Direction:
Repeat the listing below word for word, keeping every line and its order unchanged.

#####

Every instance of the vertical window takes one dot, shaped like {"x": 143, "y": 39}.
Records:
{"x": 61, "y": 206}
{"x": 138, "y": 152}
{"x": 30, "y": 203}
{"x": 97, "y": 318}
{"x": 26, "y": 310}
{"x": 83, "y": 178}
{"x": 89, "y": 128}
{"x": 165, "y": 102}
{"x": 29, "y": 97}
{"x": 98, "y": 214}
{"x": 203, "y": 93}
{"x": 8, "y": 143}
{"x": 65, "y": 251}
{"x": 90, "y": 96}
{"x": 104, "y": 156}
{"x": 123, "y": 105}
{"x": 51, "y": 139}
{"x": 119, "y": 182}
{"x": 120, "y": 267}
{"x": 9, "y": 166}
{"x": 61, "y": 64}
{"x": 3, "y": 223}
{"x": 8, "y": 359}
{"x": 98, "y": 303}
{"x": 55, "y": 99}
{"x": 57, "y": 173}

#####

Exercise answer:
Every instance of the vertical window takes one dot, shaped like {"x": 143, "y": 39}.
Records:
{"x": 61, "y": 206}
{"x": 138, "y": 152}
{"x": 30, "y": 203}
{"x": 97, "y": 318}
{"x": 26, "y": 310}
{"x": 83, "y": 178}
{"x": 89, "y": 128}
{"x": 165, "y": 102}
{"x": 29, "y": 97}
{"x": 98, "y": 214}
{"x": 203, "y": 93}
{"x": 8, "y": 143}
{"x": 65, "y": 251}
{"x": 90, "y": 96}
{"x": 104, "y": 156}
{"x": 123, "y": 105}
{"x": 51, "y": 139}
{"x": 119, "y": 182}
{"x": 120, "y": 267}
{"x": 9, "y": 166}
{"x": 61, "y": 64}
{"x": 3, "y": 223}
{"x": 8, "y": 359}
{"x": 98, "y": 303}
{"x": 55, "y": 99}
{"x": 57, "y": 173}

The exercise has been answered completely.